* TRY IT *
Reproduce the material that follows exactly, with no line left out.

* DATA FOR THIS EXERCISE *
◆ ◆ ◆ ◆

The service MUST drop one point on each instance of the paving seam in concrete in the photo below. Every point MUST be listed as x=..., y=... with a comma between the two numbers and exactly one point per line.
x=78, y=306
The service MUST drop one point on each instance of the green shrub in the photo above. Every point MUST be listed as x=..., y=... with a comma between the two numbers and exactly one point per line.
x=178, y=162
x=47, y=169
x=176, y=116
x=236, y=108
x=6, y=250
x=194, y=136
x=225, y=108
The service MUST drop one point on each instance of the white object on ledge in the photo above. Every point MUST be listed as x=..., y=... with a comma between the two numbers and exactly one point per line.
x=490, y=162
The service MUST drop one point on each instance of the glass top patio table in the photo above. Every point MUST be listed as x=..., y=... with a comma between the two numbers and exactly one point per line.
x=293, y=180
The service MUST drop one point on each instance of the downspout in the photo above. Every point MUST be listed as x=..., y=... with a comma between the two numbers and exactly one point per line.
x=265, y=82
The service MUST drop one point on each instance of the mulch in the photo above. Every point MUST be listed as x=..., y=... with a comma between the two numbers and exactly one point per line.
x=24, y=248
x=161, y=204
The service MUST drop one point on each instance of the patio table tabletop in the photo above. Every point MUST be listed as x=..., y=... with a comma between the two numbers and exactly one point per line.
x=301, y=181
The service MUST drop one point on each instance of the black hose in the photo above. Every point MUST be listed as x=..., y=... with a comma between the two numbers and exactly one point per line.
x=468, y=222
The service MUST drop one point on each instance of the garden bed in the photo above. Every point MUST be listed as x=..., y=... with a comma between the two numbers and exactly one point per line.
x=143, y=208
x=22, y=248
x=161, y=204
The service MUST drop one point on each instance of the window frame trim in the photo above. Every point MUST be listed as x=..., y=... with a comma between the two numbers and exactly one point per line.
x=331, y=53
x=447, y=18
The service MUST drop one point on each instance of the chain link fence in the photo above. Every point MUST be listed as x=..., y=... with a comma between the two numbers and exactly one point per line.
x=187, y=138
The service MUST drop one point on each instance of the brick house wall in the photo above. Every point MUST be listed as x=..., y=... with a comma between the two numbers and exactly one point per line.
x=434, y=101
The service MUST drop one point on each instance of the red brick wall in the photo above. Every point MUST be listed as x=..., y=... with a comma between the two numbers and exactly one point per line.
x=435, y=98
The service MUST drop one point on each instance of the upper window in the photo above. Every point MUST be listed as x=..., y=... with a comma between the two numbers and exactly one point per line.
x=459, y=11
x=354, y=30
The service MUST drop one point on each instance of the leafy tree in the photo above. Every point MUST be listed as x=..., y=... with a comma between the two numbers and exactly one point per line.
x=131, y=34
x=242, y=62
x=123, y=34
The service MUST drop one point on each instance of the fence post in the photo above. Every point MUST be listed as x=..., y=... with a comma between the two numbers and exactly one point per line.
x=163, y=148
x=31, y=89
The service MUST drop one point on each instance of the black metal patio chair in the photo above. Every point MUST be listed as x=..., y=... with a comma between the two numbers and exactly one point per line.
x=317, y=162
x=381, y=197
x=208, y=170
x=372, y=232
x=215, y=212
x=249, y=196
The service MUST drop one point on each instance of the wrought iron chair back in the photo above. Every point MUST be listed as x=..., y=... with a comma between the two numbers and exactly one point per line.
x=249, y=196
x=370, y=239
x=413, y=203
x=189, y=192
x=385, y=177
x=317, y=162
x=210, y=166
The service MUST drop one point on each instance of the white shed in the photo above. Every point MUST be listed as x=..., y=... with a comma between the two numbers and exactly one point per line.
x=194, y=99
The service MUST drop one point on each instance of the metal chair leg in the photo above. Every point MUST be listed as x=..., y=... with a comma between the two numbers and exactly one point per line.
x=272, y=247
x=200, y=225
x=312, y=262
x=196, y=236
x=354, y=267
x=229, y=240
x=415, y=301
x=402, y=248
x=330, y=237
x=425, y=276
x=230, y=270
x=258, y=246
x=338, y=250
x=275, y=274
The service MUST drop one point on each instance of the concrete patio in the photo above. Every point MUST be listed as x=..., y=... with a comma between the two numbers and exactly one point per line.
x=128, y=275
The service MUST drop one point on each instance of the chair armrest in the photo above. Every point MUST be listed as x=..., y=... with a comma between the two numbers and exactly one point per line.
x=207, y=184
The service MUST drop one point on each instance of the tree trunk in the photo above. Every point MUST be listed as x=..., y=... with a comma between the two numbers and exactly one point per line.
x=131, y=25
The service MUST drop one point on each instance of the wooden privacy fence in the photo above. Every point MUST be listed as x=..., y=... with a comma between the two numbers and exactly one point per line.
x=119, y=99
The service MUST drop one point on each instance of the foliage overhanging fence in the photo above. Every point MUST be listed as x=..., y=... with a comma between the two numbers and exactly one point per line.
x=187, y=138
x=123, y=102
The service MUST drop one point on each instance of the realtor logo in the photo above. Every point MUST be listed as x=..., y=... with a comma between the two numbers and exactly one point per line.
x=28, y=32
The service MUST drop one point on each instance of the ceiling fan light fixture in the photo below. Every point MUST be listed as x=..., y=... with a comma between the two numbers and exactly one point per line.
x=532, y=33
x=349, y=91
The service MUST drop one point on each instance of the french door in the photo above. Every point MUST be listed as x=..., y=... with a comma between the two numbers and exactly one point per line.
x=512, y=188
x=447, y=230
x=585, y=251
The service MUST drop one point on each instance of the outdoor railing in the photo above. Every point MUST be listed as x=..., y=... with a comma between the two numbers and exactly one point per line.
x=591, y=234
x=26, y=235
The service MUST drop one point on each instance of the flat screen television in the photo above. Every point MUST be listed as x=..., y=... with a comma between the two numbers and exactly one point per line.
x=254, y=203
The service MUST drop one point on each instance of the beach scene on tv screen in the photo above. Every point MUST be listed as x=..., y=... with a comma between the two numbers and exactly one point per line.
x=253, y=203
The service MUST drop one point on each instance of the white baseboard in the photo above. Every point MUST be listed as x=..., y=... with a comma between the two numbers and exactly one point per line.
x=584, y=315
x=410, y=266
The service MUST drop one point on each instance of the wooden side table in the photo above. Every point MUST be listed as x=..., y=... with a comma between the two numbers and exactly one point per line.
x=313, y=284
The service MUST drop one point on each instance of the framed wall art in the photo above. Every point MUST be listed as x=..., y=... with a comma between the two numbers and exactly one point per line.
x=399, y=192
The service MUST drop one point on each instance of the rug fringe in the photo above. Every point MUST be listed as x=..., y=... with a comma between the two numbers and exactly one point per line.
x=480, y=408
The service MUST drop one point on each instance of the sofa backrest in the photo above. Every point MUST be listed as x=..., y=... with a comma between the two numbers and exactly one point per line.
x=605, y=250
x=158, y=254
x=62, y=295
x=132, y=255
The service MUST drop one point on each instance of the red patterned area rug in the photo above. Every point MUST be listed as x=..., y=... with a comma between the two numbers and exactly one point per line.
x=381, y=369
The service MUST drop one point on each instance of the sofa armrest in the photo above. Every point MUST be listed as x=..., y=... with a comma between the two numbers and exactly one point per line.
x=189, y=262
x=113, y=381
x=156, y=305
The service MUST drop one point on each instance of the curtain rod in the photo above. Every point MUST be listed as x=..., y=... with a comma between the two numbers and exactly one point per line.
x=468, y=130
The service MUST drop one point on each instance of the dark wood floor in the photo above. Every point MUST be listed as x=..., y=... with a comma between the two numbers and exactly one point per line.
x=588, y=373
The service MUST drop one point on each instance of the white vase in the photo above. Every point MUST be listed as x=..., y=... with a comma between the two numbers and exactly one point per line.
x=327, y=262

◆ ◆ ◆ ◆

* SOLUTION TO THIS TASK *
The service MUST drop one point on each instance of the paving seam in concrete in the photo below. Every point MUST be listed as x=..., y=... with a comma between the two numbers and exactly one point per line.
x=78, y=306
The service MUST drop one point on each instance of the green shrub in the photo above. Every point MUST be listed as x=..., y=... with a comma between the two numbers and exactly one point per line.
x=178, y=162
x=47, y=169
x=176, y=116
x=236, y=108
x=6, y=250
x=194, y=136
x=225, y=108
The service MUST drop one point on each instance of the white object on ledge in the photo above. Every point MUST be listed as x=..., y=... with a comma between the two numbers and exactly one point per line.
x=490, y=162
The service MUST drop one point on each instance of the glass top patio table in the photo above. Every point MUST be listed as x=..., y=... with a comma between the two numbers and exactly one point per line.
x=293, y=180
The service MUST drop one point on each instance of the downspout in the photo above. Every point MUST be listed as x=..., y=... with a comma between the two numbers and exactly one point per line.
x=265, y=82
The service MUST drop one point on each instance of the mulch in the photo above. Every point MUST be listed as x=..., y=... with a comma between the two numbers and exactly one point per line.
x=24, y=248
x=161, y=204
The service MUST drop one point on each instance of the patio table tabletop in the photo above. Every point MUST be listed as x=..., y=... with a comma between the two numbers and exactly one point per line.
x=301, y=181
The service MUST drop one point on each instance of the black hose in the photo above. Every point MUST be listed as x=..., y=... with a comma between the two numbers and exactly one point per line.
x=468, y=222
The service MUST drop one point on each instance of the garden bed in the photo above. Every point MUST be listed as x=..., y=... with a comma between the two numbers and exactly one point per line.
x=143, y=208
x=22, y=248
x=161, y=204
The service MUST drop one point on each instance of the window frame trim in the photo above. Every point MUST be listed as x=..., y=... with a comma between the two numbers and exactly one point per line.
x=331, y=53
x=447, y=18
The service MUST drop one point on each instance of the chain link fence in the photo above. Every point MUST be listed as x=..., y=... with a comma between the two numbers and exactly one point per line.
x=187, y=138
The service MUST drop one point on each instance of the brick house wall in the photo above. Every point MUST be listed as x=..., y=... with a comma between the two numbers and exactly one point per line.
x=434, y=101
The service MUST drop one point on each instance of the red brick wall in the photo above. Every point MUST be listed as x=..., y=... with a comma between the two numbers and exactly one point per line.
x=435, y=98
The service MUST drop one point on each instance of the upper window in the photo above. Every point MUST be listed as x=..., y=... with a comma between the two numbers and exactly one point per line.
x=459, y=11
x=354, y=30
The service MUST drop one point on each instance of the leafy tree in the photo above. Every point MUST be listed as x=..., y=... with a comma between the two numbers and exactly one point per line.
x=131, y=34
x=242, y=62
x=123, y=34
The service MUST drop one point on each instance of the fence post in the photo above. Every point MUST be listed as x=..., y=... with a comma between the two numbers and exactly one point per line.
x=163, y=148
x=31, y=89
The service MUST drop one point on each instance of the black metal patio chair in the photo above. Every point MUST be listed as x=..., y=... with a comma between the two numbers and exactly one point per line.
x=317, y=162
x=381, y=197
x=208, y=170
x=372, y=232
x=215, y=212
x=249, y=196
The service MUST drop one point on each instance of the wrought iron chair back in the photo above. Every point MUST be listed as x=..., y=... with a comma between the two numbers and exactly one point per line.
x=249, y=196
x=370, y=239
x=413, y=203
x=189, y=192
x=385, y=177
x=317, y=162
x=210, y=166
The service MUST drop one point on each instance of the white shed in the photo above. Every point MUST be listed as x=..., y=... with a comma between the two numbers and exactly one point per line.
x=194, y=99
The service MUST drop one point on each instance of the metal chair leg in the photo above. Every point MUST be listed as x=..., y=... with a comma between the two numbers and exactly one point per line.
x=272, y=247
x=200, y=225
x=312, y=262
x=196, y=236
x=354, y=267
x=229, y=240
x=415, y=301
x=402, y=248
x=330, y=237
x=425, y=276
x=230, y=270
x=258, y=246
x=338, y=250
x=275, y=274
The service MUST drop one point on each instance of the concrete patio in the photo above. Every point MUST be listed as x=..., y=... with a comma between the two numbers and exactly one point per line.
x=128, y=275
The service MUST drop one point on each instance of the chair armrest in the photo above. Every point MUST be listed as x=..., y=... with a comma between the two numbers and exactly one point per line.
x=207, y=184
The service MUST drop one point on each instance of the tree trunk in the photo above. Every point MUST be listed as x=..., y=... with a comma between the two numbers and exactly one point per line.
x=131, y=25
The service MUST drop one point on each instance of the wooden privacy fence in the photo above. Every point MUST be listed as x=..., y=... with a comma between the two numbers and exactly one point per line.
x=119, y=99
The service MUST drop one point on each instance of the foliage overhanging fence in the photo above. Every point MUST be listed as x=..., y=... with a comma between the two numbers and exactly one point per line.
x=187, y=138
x=123, y=102
The service MUST drop one point on each instance of the realtor logo in the photo above. Every point MUST be listed as x=..., y=... with a comma between the two numbers and exactly one point per line.
x=28, y=32
The service MUST drop one point on each instance of the ceiling fan light fixture in the photo below. Every point MUST be listed as x=..., y=... with a comma between the two numbers and exactly one point per line.
x=532, y=33
x=349, y=91
The service MUST drop one point on each instance of the french door in the photo above. Every point MUST be listed as x=..., y=... with a comma between the two numbers and exactly one point per line.
x=512, y=188
x=447, y=230
x=585, y=251
The service MUST drop one point on each instance of the outdoor railing in the photo above. Every point MUST be listed as x=..., y=... with a comma between the two numbers and exactly one point per line.
x=591, y=234
x=26, y=235
The service MUST drop one point on each instance of the flat screen television in the photo above. Every point MUST be listed as x=..., y=... with a comma between the two numbers and exactly one point per line.
x=254, y=203
The service MUST drop one point on each instance of the beach scene on tv screen in the photo above. Every point MUST be listed as x=..., y=... with a comma between the two numbers and exactly one point per line.
x=253, y=203
The service MUST drop one point on each instance of the white baseboard in the photo above. Every point MUST be listed as x=..., y=... with a comma between the two numbers and exactly one point per line.
x=584, y=315
x=410, y=266
The service MUST drop one point on each instance of the wooden side table in the photo above. Every point MUST be listed as x=..., y=... with a comma between the two numbers and exactly one point per line.
x=313, y=284
The service MUST drop one point on each instance of the framed wall art in the photo above. Every point MUST be listed as x=..., y=... with a comma between the two numbers and exactly one point per line.
x=399, y=192
The service MUST drop one point on each instance of the rug fringe in the photo above. Every point MUST be listed as x=..., y=... with a comma between the two numbers and exactly one point per line.
x=480, y=408
The service MUST drop one point on each instance of the sofa backrest in the photo above. Every point MUST be listed as x=..., y=... with a comma between the two numbers and exactly one point per line.
x=605, y=250
x=158, y=254
x=62, y=295
x=132, y=255
The service MUST drop one point on each instance of the red patterned area rug in the photo above. Every point MUST be listed as x=..., y=... with a comma between the two numbers and exactly one point per line.
x=381, y=369
The service MUST drop one point on each instance of the sofa armrest in the photo above. Every point MUST be listed as x=..., y=... with a comma between the two numbers and exactly one point per line.
x=189, y=262
x=113, y=381
x=156, y=305
The service MUST drop one point on each instance of the curtain rod in the photo above. Every point MUST be listed as x=..., y=... with a comma between the two numbers and exactly one point per line.
x=468, y=130
The service MUST drop one point on each instance of the dark wood floor in the photo above. Every point MUST be listed as x=..., y=... with a comma between the two numbers and exactly one point per line.
x=588, y=373
The service MUST drop one point on each instance of the white vase in the photo above. Every point MUST be listed as x=..., y=... with a comma between the two numbers and exactly one point per line.
x=327, y=262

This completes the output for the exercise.